* _WHAT TO WORK ON_:
Print the range of lines that opens with the line containing "the dark hair" and closes with the last line of the listing. Include both ends; print nothing more.

* _SUPPLIED RECORDS_:
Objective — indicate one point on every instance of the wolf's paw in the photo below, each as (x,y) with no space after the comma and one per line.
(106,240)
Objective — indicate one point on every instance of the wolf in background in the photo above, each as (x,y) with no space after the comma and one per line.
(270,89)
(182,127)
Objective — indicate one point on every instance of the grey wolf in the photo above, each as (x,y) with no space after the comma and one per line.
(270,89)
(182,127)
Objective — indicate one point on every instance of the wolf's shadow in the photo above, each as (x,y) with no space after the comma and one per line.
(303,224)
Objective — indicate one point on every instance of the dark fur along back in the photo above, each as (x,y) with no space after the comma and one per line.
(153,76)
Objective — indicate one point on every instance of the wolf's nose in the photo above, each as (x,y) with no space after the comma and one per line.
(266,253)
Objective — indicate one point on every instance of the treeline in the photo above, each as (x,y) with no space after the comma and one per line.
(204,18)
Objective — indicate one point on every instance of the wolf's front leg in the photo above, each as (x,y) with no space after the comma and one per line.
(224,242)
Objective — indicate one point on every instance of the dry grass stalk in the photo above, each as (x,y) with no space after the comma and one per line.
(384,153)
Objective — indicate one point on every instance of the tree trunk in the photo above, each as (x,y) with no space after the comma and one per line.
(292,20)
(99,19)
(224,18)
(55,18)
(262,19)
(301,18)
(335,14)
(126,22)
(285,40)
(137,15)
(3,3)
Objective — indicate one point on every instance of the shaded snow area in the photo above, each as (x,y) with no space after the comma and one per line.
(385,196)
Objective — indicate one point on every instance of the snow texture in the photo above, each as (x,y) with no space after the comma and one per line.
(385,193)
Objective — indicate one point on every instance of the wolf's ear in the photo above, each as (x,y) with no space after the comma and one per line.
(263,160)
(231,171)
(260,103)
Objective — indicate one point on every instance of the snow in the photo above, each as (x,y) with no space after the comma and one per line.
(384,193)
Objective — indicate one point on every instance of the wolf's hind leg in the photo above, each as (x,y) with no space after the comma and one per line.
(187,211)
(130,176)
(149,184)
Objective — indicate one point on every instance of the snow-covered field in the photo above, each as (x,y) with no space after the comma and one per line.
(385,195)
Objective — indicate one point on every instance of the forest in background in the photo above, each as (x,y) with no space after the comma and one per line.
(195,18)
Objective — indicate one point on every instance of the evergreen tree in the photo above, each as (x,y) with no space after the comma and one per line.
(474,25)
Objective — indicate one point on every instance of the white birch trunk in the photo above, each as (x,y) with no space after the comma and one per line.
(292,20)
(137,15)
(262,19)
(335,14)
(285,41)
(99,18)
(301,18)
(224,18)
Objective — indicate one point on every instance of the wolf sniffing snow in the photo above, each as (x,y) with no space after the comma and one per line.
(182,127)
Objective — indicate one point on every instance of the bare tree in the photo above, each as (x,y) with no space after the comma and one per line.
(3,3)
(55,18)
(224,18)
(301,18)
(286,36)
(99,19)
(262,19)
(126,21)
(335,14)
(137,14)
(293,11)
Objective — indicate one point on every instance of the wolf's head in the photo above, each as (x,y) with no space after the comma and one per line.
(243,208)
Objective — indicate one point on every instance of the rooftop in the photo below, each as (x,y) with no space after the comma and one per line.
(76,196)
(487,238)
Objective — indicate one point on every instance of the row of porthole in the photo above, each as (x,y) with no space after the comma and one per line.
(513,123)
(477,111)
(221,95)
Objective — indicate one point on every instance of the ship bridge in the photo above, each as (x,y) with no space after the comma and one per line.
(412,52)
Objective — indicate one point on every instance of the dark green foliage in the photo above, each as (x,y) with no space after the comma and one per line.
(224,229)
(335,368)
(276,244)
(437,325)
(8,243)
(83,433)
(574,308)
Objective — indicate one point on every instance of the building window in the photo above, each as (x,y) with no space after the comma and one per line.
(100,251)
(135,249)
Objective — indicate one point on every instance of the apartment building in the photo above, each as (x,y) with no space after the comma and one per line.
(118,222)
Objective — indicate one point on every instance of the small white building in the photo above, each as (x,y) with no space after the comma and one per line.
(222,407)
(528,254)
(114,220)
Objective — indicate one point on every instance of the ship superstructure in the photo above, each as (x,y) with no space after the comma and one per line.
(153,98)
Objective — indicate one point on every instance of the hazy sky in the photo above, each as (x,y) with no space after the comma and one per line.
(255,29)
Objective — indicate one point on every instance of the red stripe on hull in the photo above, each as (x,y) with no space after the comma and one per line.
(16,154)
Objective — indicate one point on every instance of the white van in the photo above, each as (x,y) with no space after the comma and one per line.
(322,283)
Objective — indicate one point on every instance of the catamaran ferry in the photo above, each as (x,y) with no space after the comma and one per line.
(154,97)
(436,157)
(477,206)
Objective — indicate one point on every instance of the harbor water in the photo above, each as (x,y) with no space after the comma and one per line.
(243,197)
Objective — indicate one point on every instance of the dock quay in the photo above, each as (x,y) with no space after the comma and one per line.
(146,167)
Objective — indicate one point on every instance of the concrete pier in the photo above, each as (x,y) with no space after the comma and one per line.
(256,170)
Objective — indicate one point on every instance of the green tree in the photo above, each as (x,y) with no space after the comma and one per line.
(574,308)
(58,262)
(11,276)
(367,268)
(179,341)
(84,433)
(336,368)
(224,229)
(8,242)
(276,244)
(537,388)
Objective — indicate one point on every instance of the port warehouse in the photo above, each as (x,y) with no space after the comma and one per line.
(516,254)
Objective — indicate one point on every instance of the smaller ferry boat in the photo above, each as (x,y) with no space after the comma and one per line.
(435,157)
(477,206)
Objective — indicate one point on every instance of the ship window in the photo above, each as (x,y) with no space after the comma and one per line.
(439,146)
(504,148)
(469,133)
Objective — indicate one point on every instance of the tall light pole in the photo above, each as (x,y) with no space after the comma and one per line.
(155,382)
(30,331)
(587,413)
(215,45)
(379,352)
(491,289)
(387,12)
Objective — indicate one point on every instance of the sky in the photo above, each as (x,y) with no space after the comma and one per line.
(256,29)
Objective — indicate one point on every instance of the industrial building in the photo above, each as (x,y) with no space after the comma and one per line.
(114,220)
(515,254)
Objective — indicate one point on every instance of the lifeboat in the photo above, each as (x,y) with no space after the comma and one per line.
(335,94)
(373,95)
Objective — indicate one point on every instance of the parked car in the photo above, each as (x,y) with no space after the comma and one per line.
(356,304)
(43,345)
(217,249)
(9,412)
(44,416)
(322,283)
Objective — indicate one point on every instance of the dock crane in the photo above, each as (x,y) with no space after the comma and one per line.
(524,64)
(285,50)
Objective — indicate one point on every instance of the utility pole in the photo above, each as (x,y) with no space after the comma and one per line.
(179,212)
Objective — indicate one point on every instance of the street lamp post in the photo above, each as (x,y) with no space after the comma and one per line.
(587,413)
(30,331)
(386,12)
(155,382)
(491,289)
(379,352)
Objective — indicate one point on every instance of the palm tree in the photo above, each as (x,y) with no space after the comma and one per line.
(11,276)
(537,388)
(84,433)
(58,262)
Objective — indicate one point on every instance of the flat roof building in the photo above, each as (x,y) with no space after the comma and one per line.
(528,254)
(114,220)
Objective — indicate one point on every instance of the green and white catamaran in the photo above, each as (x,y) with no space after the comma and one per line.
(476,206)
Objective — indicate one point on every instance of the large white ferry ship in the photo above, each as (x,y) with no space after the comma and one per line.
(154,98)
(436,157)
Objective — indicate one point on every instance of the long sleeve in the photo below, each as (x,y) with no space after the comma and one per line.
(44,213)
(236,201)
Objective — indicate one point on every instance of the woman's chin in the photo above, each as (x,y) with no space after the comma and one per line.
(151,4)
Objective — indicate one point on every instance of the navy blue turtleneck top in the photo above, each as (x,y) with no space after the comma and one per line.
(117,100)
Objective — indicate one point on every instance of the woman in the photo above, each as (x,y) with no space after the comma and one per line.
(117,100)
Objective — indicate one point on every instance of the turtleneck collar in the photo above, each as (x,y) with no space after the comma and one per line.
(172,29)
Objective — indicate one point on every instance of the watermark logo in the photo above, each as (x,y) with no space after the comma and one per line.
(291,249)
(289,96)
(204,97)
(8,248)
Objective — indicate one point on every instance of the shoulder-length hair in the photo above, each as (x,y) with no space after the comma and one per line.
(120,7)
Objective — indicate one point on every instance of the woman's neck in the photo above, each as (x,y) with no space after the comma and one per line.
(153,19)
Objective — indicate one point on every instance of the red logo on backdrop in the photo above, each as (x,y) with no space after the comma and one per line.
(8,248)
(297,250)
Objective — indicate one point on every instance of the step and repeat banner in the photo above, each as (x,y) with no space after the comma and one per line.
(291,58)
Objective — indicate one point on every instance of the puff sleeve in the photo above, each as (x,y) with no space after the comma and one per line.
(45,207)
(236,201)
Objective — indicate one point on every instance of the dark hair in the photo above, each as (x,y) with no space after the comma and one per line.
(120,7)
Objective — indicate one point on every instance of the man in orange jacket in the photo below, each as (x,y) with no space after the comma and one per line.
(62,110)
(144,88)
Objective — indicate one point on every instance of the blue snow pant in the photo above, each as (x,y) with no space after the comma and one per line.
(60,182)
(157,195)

* _ANSWER BELOW_:
Objective — indicate one point on every instance of the dark hair in the photo above, each as (x,y) with no space after the comma and one per line.
(120,7)
Objective — indicate one point on every instance of the man in orange jacket in the photo below, each as (x,y) with no space after the comma and one per line.
(62,110)
(144,88)
Objective — indicate one point on every instance of the blue snow pant in the photo above, each as (x,y) with no space after the comma and one per line.
(60,182)
(157,195)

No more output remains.